Meta-rationality
I've seen there's discussion on LW about rationality, namely, about what it means. I don't think a satisfactory answer can be found without defining what rationality is not. And this seems to be a problem. As far as I know, rationality on LW does not include systematic methods for categorizing and analyzing irrational things. Instead, the discussion seems to draw a circle around rationality. Everyone on LW is excepted to be inside this circle - think of it as a set in a Venn diagram. On the border of the circle there is a sign saying: "Here be dragons". And beyond the circle there is irrationality.
How can we differentiate the irrational from the rational, if we do not know what the irrational is?
But how can we approach the irrational, if we want to be rational?
It seems to me there is no way to give a satisfactory account of rationality from within rationality itself. If we presuppose rationality is the only way to attain justification, and then try to find justification for rationalism (the doctrine according to which we should strive for rationality), we are simply making a circular argument. We already presupposed rationalism before trying to find justification for doing so.

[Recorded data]

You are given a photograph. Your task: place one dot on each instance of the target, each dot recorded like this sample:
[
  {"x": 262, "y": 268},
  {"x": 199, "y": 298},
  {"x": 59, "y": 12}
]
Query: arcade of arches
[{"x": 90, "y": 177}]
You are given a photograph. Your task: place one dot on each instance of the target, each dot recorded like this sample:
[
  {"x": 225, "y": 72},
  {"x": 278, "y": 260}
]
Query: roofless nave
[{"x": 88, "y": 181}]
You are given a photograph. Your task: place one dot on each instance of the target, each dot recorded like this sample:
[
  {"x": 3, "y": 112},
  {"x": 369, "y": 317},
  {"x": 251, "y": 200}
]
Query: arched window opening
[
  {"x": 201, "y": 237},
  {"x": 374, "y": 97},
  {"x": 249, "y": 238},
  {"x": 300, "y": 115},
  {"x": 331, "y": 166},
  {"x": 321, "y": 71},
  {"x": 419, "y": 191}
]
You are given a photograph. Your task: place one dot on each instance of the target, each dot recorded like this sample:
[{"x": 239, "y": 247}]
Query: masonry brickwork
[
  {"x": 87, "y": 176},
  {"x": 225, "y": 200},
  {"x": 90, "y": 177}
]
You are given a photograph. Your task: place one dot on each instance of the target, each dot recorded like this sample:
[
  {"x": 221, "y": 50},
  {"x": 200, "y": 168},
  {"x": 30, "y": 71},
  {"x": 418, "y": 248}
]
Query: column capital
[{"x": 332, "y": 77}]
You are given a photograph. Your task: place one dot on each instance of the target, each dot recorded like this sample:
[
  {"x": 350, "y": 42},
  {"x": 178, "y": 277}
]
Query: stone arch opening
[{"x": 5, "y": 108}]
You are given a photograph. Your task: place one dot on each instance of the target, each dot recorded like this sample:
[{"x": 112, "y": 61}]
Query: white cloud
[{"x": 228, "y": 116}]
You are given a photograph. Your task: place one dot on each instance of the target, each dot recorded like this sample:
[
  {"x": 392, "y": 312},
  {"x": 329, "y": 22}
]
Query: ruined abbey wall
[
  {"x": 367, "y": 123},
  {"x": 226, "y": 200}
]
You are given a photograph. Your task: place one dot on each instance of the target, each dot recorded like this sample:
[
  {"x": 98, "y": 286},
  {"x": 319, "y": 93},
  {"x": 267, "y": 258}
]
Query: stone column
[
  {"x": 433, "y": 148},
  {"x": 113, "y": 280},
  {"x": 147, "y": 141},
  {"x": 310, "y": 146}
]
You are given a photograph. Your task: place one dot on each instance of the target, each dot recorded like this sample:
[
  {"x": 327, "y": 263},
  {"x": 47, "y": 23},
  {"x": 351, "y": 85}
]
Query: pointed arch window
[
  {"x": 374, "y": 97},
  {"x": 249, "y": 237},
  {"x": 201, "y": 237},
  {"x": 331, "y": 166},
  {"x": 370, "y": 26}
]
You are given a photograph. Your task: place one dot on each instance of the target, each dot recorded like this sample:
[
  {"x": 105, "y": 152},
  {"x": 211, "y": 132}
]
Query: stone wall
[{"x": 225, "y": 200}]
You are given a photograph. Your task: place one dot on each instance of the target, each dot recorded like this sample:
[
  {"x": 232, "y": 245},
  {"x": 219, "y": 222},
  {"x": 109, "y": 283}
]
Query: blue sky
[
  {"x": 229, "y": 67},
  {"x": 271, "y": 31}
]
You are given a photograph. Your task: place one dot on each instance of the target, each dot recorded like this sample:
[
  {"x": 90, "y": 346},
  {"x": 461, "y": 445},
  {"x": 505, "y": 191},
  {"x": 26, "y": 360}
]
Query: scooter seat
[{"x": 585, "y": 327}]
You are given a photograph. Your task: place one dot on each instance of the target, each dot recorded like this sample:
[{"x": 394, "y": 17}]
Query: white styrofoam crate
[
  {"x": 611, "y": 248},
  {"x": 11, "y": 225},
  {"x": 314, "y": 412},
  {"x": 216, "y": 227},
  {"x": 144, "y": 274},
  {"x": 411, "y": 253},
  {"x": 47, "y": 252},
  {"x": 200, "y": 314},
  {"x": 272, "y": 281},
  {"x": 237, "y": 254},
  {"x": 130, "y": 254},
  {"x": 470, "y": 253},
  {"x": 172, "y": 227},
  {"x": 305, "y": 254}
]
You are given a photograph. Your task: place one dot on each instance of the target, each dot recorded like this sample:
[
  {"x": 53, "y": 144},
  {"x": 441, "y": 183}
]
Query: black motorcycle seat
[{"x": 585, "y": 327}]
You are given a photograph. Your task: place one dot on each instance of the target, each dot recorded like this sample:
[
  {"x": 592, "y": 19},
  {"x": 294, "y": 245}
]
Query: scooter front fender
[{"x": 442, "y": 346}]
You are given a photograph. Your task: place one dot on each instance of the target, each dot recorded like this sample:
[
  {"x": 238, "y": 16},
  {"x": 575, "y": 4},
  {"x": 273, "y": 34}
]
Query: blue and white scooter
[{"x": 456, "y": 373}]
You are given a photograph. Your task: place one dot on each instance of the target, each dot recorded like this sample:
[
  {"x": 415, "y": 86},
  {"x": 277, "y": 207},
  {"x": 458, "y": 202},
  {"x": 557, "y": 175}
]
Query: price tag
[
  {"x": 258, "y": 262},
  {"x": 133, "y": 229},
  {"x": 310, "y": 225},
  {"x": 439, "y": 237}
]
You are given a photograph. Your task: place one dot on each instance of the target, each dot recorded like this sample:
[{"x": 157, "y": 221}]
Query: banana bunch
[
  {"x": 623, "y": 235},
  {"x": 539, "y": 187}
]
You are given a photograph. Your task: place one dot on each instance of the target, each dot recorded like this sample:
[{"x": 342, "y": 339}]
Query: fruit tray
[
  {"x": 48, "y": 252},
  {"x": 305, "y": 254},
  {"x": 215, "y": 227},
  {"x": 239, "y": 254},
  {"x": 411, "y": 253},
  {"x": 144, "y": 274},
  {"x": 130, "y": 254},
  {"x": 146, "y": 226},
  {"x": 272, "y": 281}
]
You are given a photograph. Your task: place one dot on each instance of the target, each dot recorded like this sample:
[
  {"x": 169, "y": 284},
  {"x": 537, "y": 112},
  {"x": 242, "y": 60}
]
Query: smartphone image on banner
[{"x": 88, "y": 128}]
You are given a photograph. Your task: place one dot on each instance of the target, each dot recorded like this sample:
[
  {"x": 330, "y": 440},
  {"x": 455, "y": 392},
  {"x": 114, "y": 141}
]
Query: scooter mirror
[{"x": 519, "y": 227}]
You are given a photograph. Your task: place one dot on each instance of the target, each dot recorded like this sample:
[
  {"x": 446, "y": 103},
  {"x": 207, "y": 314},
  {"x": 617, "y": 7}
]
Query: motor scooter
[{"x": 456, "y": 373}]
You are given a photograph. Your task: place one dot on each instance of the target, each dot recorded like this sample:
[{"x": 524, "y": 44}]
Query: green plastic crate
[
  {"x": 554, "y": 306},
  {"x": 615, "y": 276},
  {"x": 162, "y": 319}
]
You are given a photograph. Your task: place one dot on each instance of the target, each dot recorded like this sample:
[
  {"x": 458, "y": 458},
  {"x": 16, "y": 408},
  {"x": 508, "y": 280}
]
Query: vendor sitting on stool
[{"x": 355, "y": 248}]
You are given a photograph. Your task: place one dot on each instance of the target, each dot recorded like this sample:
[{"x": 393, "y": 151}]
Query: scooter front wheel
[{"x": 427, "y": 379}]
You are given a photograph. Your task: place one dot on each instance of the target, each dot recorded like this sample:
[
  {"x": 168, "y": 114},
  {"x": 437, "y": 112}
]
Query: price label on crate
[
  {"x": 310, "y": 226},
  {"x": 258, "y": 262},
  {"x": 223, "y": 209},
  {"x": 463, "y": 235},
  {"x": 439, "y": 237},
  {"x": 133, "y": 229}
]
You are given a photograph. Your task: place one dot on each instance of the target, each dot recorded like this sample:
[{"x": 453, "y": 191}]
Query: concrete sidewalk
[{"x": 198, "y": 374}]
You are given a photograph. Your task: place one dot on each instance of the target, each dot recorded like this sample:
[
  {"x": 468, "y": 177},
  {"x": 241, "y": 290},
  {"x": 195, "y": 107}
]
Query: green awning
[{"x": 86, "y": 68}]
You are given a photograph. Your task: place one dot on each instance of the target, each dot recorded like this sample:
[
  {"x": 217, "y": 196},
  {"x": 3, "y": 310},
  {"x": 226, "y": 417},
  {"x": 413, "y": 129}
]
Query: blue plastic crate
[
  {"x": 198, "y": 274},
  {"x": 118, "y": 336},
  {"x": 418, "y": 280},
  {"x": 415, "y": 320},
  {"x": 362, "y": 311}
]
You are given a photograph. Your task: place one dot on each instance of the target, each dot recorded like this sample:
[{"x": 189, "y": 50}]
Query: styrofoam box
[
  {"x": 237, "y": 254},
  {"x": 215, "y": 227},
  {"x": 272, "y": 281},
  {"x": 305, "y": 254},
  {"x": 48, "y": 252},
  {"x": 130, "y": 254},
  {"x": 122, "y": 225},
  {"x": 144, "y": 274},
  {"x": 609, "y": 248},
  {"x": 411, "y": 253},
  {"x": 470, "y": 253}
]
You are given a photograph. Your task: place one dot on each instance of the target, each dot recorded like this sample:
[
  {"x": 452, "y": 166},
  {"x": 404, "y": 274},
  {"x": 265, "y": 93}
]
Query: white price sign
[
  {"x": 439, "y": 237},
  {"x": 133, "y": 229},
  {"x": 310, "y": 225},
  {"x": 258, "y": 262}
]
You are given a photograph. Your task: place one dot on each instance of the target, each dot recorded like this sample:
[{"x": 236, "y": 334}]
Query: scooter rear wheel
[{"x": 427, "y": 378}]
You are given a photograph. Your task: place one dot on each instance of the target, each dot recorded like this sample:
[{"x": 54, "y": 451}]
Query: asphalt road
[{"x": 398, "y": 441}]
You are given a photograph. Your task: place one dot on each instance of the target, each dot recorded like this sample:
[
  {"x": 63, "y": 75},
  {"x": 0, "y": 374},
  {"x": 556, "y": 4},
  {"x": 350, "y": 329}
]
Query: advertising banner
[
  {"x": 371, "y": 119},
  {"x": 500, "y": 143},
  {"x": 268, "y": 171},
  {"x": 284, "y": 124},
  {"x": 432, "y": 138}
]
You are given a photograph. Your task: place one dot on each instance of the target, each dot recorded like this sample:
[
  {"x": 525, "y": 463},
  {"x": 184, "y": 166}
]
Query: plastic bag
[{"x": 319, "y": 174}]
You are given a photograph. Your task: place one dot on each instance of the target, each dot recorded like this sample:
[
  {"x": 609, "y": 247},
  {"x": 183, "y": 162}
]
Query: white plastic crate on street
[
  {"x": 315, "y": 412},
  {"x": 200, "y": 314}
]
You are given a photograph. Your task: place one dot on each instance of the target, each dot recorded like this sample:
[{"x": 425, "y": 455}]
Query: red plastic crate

**Requirements**
Continue the post on meta-rationality above, starting right after its last sentence.

**Exercise output**
Therefore it seems to me we ought to make a metatheory of rationality in order to find out what is rational and what is irrational. The metatheory itself has to be as rational as possible. That would include having an analytically defined structure, which permits us to at least examine whether the metatheory is logically consistent or inconsistent. This would also allow us to also examine whether the metatheory is mathematically elegant, or whether the same thing could be expressed in a simpler form. The metatheory should also correspond with our actual observations so that we could figure out whether it contradicts empirical findings or not.
How much interest is there for such a metatheory?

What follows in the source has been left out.